たとえば皆さんは羽アリが発生して、私たち業者に依頼したら
100%駆除できると思いますか? 
そんなこと当たり前だろう。 高い金を出して依頼するんだから
完全に駆除するのが当たり前じゃないか!
・・・っていわれそうですね。

シロアリ業者のどのホームページを見ても「当社が一番!どんな
シロアリでも完全に駆除します!」みたいな宣伝していますよね。
だってショーバイですからね。 そういわなきゃあ・・です。

でも、実際のところそうでもないんですよ。 これは秘密事項だから
本音はどこの会社も言いたくないでしょうが、大体5~10パーセント
くらいのクレーム率じゃあないかなと思います。 
つまり駆除しても翌年羽アリが再発する確率ですね。

私の場合は大体100件駆除して1~2件の再発があります。 
他社に聞くともっとあるらしいからまあいいかなんて・・・無責任ですね。 
私たちにとってまあいいかでも、再発したお客様にとってはそれが
全てですものね。 
「なんだ!あの業者は腕が悪いなあ!」と言われても一言もありません。

で、なんでこんな黙ってりゃあいいことをわざわざバラすかというと
・・・ちょっとだけ言い訳させてほしいからです。 

まず羽アリが再発する原因は・・・

  1. 業者の腕が悪い(これは言い訳できません)
  2. 建築構造の多様化
  3. 雨漏り

・・・が考えられます。

指示内容:
羽アリ駆除後の再発を扱った本文を、2文で要約してください。

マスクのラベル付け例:
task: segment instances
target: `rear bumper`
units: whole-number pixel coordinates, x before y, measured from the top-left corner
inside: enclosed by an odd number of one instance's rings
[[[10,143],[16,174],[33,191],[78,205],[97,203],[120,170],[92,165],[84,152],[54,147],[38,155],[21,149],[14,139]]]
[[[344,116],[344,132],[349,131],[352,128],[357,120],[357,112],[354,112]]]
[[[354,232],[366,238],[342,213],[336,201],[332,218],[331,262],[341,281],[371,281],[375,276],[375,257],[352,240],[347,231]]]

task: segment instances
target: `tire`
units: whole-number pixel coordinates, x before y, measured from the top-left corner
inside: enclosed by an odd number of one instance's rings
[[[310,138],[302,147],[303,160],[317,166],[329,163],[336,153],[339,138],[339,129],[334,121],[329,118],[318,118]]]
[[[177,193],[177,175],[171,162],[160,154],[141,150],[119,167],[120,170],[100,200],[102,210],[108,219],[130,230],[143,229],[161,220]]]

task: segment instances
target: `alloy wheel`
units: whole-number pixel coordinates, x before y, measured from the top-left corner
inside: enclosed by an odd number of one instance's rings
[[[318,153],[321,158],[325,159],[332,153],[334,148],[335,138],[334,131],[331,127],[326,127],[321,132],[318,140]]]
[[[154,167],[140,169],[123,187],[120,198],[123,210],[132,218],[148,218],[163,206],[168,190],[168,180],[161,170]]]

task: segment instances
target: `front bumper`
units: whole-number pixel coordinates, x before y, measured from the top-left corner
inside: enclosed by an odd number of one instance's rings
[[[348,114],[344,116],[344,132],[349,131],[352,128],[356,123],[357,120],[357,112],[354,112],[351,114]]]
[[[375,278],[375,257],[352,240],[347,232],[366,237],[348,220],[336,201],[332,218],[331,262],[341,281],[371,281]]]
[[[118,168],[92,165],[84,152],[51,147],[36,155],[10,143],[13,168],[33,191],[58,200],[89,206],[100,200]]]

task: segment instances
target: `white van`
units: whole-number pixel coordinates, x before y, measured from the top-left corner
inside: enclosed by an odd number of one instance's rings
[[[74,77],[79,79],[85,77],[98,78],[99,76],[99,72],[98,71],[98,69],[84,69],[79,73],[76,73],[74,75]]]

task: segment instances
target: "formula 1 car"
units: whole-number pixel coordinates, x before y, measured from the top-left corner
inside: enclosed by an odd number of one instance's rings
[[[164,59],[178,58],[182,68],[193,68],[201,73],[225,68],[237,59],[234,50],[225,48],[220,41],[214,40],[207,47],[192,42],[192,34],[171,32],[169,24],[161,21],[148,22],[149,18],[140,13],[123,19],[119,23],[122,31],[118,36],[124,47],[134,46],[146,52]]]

演習の結果:
シロアリ業者のホームページはどれも完全駆除を宣伝していますが、筆者は駆除の翌年に羽アリが再発するクレーム率を大体5~10パーセントと見ています。筆者自身の場合は100件中1~2件の再発があり、その原因として業者の腕の悪さ、建築構造の多様化、雨漏りの三つを挙げています。